**What you should do**:
Quote the part of the climate newsletter below that begins at the words "Indeed, heavy weather" and stops after the words "unprecedented local temperatures.".

Eruptions, conflict, and a 24/7 news cycle make it easy to get distracted, and depressed. But we need to keep our focus on the long term trends as well: not only the slow-rolling threat of our warming planet but also the growing supply of creative and sustained solutions.

Like crocuses poking through the snow, climate and energy innovations are coming. We remain determined and hopeful, and know that you will too.

Warmly,

The C-Change Conversations Team

Notable Quote

“Every company and every industry will be transformed by the transition to a net zero world. The question is, will you lead, or will you be led?”

-Larry Fink, Chairman and CEO, Blackrock in his annual letter to investors 

News of Concern

2021 clocked in as the sixth warmest year ever measured according to three reliable monitors of atmospheric temperatures (NOAA, NASA, and Berkeley Earth). That might sound like improvement – we missed the top five, after all. But scientists tell us there’s no good news here. To the contrary, the sixth hottest year ever was replete with a slew of countervailing record-setting events we’d rather not have seen.

For starters, ocean temperatures broke all time heat records for the third year in a row with grim consequences for today and tomorrow. Marine heat waves threaten ocean species, contribute to sea-level rise, and fuel stronger hurricanes and other extreme weather events. 

Indeed, heavy weather was a hallmark of last year and 2021 witnessed a relentless series of climate disasters all across the globe. From last June’s asphalt-melting heat wave in America’s Pacific Northwest to triple digit temperatures in the Arctic, some two billion people experienced unprecedented local temperatures.

The financial pain of these and other records is being felt right here, right now. Last year ranked number two for the U.S. in the number of billion dollar climate disasters we endured.

In light of all this, it’s distressing to see that our CO2 emissions reversed years of incremental decline to surge back in 2021 toward pre-pandemic levels. A report by the Rhodium Group says the cause was freight transportation (primarily on roads) and coal-fired power generation, which jumped 17 per cent – the first increase in coal-fired power generation since 2014.

News of Hope

January, however, brought other cyclical reports, too – notably the annual letter to investors from BlackRock CEO Larry Fink. The influential money manager has focused on climate change for quite some time. But this year he made one of the strongest free-market cases to date for private sector leadership in addressing rising global temperatures. His letter stressed that long-term returns rather than politics motivate his company’s investment agenda and asked others to consider the costs of lagging behind. “As your industry gets transformed by the energy transition,“ he wrote, “will you go the way of the dodo, or will you be a phoenix?”

**Stored data**:
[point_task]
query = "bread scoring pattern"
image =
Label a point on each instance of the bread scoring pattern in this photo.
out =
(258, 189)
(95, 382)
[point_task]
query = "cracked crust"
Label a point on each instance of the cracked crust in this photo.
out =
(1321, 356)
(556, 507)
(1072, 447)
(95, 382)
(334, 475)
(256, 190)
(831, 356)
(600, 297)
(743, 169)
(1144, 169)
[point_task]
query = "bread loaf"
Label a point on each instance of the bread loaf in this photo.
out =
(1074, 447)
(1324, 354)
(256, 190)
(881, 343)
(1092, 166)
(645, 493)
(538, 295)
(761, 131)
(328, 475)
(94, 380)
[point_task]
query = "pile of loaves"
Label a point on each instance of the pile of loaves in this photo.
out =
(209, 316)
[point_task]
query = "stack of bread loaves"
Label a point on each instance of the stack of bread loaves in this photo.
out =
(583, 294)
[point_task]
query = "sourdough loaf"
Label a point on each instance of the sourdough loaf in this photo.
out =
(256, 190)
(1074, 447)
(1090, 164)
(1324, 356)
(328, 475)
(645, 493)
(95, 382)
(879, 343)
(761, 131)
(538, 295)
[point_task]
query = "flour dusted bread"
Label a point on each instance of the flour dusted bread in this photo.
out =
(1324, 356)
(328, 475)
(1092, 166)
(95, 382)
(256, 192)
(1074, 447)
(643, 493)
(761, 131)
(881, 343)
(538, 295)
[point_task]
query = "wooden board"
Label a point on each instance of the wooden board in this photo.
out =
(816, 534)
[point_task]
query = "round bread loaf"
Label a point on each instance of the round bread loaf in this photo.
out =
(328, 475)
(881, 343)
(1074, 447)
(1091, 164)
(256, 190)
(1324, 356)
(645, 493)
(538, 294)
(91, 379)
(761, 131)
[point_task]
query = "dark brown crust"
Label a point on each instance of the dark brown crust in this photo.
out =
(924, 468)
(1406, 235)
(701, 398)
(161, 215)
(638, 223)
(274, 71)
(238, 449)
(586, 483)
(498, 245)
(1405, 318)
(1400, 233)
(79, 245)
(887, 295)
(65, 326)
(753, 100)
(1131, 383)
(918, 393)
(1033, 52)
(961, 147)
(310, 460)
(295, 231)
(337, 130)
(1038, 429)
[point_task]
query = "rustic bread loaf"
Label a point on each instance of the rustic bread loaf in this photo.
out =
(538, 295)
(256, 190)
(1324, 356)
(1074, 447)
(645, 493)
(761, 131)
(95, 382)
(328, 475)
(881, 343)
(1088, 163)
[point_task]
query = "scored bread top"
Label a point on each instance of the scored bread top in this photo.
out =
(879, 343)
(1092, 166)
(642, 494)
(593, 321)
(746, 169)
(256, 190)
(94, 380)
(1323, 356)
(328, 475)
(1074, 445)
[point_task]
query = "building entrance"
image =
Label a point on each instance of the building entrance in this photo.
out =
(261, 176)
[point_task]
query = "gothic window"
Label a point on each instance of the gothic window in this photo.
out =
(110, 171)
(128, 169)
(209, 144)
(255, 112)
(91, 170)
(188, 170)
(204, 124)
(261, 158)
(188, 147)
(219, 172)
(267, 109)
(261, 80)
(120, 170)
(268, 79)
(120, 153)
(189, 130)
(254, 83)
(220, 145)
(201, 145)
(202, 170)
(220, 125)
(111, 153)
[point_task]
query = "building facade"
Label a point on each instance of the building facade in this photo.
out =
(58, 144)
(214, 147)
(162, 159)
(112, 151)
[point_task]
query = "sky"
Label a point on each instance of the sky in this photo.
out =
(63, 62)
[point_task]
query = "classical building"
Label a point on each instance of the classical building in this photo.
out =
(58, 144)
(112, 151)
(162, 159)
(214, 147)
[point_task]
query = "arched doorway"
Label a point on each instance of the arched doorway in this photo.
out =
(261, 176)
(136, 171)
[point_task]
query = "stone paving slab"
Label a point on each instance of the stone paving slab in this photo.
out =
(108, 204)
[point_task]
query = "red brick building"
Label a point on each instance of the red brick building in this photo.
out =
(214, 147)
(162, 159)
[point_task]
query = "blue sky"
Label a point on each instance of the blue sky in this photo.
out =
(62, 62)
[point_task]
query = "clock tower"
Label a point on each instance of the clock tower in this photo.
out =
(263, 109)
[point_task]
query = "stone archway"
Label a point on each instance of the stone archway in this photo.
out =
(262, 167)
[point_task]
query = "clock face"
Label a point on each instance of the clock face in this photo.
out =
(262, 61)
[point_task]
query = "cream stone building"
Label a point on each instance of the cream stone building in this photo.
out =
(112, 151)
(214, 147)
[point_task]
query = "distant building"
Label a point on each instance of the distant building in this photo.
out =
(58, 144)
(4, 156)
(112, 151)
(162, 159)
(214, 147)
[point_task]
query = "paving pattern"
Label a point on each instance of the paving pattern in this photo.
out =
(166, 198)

---

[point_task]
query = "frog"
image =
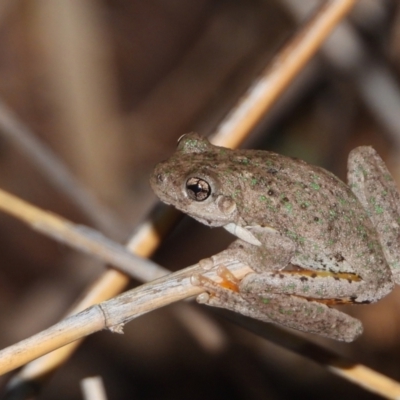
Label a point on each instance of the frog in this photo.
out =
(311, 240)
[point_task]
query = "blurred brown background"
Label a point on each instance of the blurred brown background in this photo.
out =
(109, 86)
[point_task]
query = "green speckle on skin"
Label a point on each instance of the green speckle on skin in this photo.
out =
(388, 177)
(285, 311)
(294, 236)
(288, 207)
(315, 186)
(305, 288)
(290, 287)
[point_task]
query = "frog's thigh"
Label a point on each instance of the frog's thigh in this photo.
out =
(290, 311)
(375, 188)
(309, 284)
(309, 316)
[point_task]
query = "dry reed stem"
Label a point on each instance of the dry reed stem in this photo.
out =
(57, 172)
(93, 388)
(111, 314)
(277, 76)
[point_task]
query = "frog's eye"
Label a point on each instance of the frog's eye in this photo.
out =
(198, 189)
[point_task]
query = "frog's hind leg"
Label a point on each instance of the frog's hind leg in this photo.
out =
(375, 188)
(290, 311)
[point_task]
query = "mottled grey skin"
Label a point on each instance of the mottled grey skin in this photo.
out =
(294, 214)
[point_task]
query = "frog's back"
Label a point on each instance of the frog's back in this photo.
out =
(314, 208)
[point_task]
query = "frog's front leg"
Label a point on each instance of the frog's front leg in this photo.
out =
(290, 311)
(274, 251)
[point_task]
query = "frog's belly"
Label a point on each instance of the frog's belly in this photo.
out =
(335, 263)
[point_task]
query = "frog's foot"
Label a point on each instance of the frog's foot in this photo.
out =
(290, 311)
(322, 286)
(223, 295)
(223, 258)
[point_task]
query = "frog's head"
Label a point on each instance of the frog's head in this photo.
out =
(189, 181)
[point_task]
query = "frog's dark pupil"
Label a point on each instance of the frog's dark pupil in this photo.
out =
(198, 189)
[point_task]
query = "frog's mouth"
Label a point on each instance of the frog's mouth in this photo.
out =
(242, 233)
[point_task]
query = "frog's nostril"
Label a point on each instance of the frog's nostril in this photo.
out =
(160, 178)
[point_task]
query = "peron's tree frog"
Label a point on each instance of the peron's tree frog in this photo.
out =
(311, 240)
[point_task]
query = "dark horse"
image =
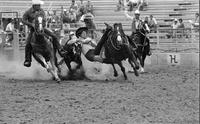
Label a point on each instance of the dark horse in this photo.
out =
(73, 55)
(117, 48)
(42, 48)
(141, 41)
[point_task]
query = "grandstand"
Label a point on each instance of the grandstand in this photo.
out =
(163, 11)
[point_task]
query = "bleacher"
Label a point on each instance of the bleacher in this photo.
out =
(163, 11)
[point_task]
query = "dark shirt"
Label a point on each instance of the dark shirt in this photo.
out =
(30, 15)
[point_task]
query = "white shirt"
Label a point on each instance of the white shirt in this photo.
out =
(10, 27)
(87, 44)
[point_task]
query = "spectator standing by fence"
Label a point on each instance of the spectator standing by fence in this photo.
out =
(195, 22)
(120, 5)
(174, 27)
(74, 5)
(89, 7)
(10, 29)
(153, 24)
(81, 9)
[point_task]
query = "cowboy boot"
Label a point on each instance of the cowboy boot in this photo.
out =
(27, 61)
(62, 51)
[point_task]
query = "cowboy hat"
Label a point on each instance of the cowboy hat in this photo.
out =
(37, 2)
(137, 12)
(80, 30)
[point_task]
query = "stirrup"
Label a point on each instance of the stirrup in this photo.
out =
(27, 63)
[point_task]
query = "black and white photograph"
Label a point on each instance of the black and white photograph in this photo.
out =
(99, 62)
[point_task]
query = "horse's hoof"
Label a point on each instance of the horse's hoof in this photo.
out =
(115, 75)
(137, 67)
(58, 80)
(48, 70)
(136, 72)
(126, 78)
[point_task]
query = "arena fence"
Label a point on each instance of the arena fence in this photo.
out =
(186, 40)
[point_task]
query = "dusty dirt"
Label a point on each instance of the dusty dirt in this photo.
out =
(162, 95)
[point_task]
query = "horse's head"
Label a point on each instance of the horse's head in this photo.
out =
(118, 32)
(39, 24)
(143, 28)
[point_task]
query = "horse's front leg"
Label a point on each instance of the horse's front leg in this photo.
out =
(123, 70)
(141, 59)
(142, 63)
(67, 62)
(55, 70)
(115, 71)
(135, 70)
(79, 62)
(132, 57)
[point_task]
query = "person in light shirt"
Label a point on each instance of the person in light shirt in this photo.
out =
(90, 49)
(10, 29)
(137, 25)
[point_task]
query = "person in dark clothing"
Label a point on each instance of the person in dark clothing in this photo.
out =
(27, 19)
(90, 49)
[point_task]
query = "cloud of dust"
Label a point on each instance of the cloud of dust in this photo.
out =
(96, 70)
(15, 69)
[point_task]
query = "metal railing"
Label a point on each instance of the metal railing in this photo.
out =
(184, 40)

---

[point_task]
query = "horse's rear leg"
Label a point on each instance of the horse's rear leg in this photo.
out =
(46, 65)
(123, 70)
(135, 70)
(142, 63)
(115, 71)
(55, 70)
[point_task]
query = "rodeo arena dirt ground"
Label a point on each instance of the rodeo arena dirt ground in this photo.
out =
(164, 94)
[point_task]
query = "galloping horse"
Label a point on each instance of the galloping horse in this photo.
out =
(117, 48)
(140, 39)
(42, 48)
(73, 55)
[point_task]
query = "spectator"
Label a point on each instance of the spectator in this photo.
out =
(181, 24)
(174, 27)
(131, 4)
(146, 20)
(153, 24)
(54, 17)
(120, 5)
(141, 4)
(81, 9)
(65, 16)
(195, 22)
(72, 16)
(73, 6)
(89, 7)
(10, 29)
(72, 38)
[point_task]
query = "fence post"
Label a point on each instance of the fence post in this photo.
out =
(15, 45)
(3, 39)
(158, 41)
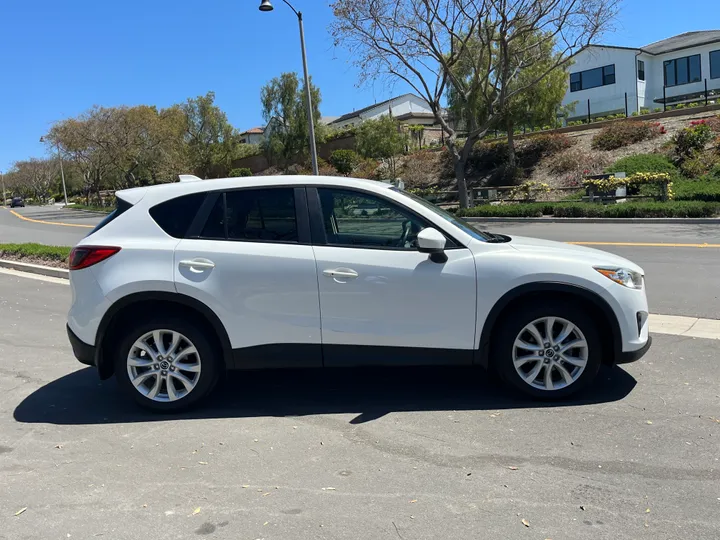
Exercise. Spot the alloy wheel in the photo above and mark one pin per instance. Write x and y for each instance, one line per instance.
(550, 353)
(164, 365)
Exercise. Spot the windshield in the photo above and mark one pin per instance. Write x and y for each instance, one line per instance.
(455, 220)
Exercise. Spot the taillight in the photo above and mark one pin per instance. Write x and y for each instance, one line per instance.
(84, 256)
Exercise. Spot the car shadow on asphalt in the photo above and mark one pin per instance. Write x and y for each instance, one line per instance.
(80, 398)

**Task output**:
Indeed, heavy weather was a hallmark of last year and 2021 witnessed a relentless series of climate disasters all across the globe. From last June’s asphalt-melting heat wave in America’s Pacific Northwest to triple digit temperatures in the Arctic, some two billion people experienced unprecedented local temperatures.